### [Consigne 1]
D'après le texte sur l'impôt et l'équité fiscale, sur quels plans se posent les problèmes de légitimité du pouvoir fiscal ? Énumérez-les tous.
### [Consigne 2]
Rédigez la suite du texte sur l'impôt et l'équité fiscale en partant de sa dernière phrase.

### [Texte proposé]
* * * *

Impôt sur le revenu ou impôt sur la consommation : L’impôt sur la consommation taxe le revenu dépensé après qu’il ait été soumis à l’impôt sur le revenu. Ainsi, tant que le revenu est épargné, il n’est pas soumis à un impôt sur la consommation. C’est seulement lorsqu’on désépargne qu’on subit l’impôt sur la consommation.

En revanche, l’impôt sur le revenu frappe la totalité du revenu, qu’il soit épargne ou non. A son tour, le revenu de l’épargne est soumis à l’impôt sur le revenu.

De ces éléments, on peut déduire que l’impôt sur la consommation est plus neutre que l’impôt sur le revenu du point de vue du choix entre épargner et consommer alors que l’impôt sur le revenu permet une meilleure adéquation entre imposition et facultés contributives et est donc plus équitable que les impôts de consommation qui s’appliquent de façon aveugle abstraction faite des facultés contributives du consommateur.

III- Equité et légitimité du pouvoir fiscal

La légitimité du pouvoir fiscal pose des problèmes multidimensionnels. Ses problèmes sont à la fois politique, sociologique, juridique et administratif.

Sur le plan sociologique, la légitimité du pouvoir fiscal suppose que le contribuable soit persuadé de la nécessité de l’impôt et de son équité.

Mais si le consensus est établi sur la nécessité d’équité fiscale et sur certains de ses aspects, comme le souligne Gaston Jèze « l’idée de justice n’ayant pas de valeur absolue, l’accord n’existe pas sur les conditions que doit remplir l’impôt pour être considéré comme juste » au sens d’équitable. L’équité fiscale représente un enjeu à la fois idéologique, économique et éthique.

Aspects consensuels de l’équité : Le consensus est établi sur le fait que l’équité fiscale suppose le strict respect de l’égalité entre les contribuables. Ainsi, la loi fiscale doit être appliquée à tous, de façon impartiale, sur un même pied d’égalité et avec la même efficacité.

L’équité suppose aussi les garanties de recours à la justice pour bénéficier d’un procès équitable.

Les aspects idéologiques de l’équité : Le sens à donner à l’équité oppose les libéraux aux courants politiques sociaux.

* * * *

### [Matériel fourni]
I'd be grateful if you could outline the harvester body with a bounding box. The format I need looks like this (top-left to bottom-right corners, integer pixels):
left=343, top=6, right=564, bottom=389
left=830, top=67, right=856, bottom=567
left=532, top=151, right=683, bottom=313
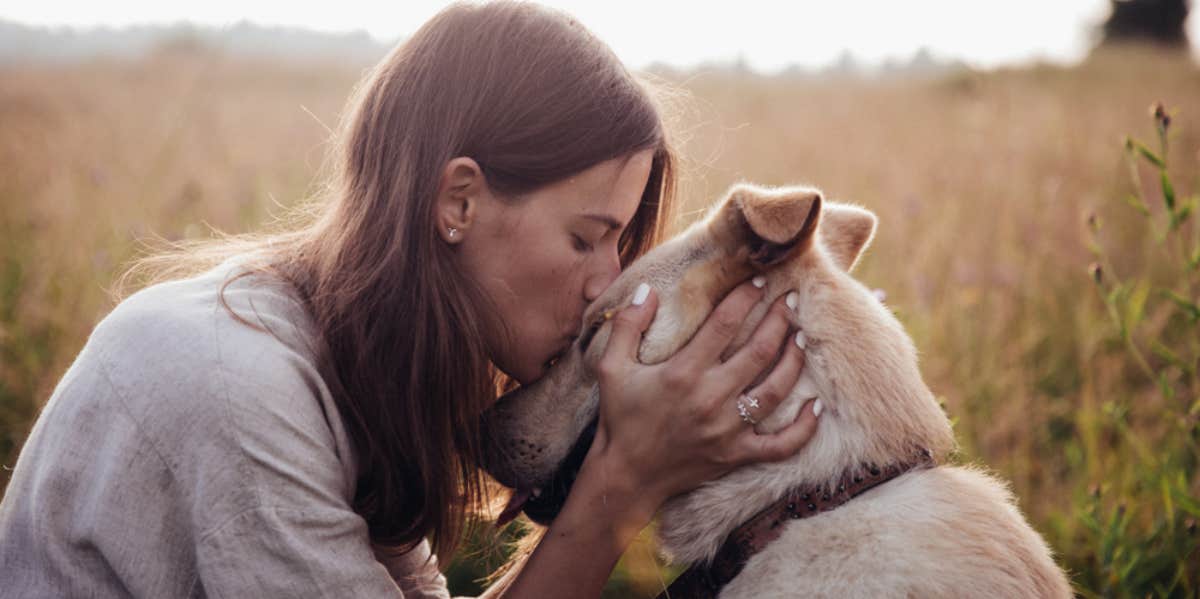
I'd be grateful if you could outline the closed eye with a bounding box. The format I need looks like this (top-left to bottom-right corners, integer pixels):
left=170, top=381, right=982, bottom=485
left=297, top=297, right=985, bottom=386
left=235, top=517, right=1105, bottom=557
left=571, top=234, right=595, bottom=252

* * * *

### [Réponse rédigée 1]
Politique, sociologique, juridique et administratif.

### [Réponse rédigée 2]
Deux grandes écoles se disputent le sens de l’équité fiscale : la première considère que l’imposition de chaque citoyen doit être basée sur sa capacité de payer (la capacité contributive) et la seconde considère que l’équité fiscale exige plutôt que chaque contribuable acquitte des impôts en fonction des services publics qu’il consomme ou de façon égalitaire abstraction faite de sa capacité de payer.

Les différentes conceptions de l’équité fiscale et leurs conséquences techniques : Les techniques d’imposition dépendent de la manière dont on se représente l’équité :

(1) La conception la plus simple considère que chacun doit payer la même cotisation sans se préoccuper de la situation particulière du contribuable. « Il s’agit d’une égalité arithmétique qui repose sur l’idée que la justice s’identifie à l’égalité stricte entre contribuables quant au sacrifice à consentir, sans considération des inégalités économiques ou sociales existant éventuellement entre ces contribuables » [1].

(2) Une autre conception de l’équité fiscale s’appuie sur le principe selon lequel les contribuables doivent être taxés de façon proportionnelle en fonction de ce qu’ils obtiennent de richesses.

Les impositions types de cette approche proportionnelle sont les impôts sur la dépense prélevés à taux proportionnels telle la TVA. L’imposition proportionnelle marque de plus en plus d’influence sur l’impôt sur le revenu par l’institution d’un nombre réduit et rapproché de taux d’imposition.

(3) La troisième conception associe justice fiscale et justice sociale en visant à imposer à des taux progressifs qui augmentent avec l’augmentation de l’assiette imposable. « Selon cette optique, l’impôt doit être progressif, personnalisé et tenir compte de la faculté contributive du contribuable » [2].

L’imposition typique découlant de cette conception est l’impôt progressif sur le revenu.

Les différentes conceptions de l’équité fiscale exercent une influence relative sur les systèmes fiscaux de sorte qu’aucun système fiscal ne soit le reflet d’une conception unique.

Néanmoins, si l’on prend l’exemple actuel de la Tunisie, la part des recettes fiscales provenant des prélèvements à taux proportionnels dépasse largement celle des prélèvements à taux progressifs. De même, l’existence d’une démographie fiscale dominée par les forfaits BIC et d’assiette réduit considérablement la possibilité de concevoir un système fiscal basé sur l’équité.

Conclusion

L’équité est la pierre angulaire de tout l’édifice fiscal si nécessaire à toute société moderne et démocratique. Aussi bien le législateur que l’autorité administrative sous le contrôle du juge fiscal doivent-ils privilégier de façon constante le principe majeur d’équité fiscale élevé au rang d’un principe constitutionnel.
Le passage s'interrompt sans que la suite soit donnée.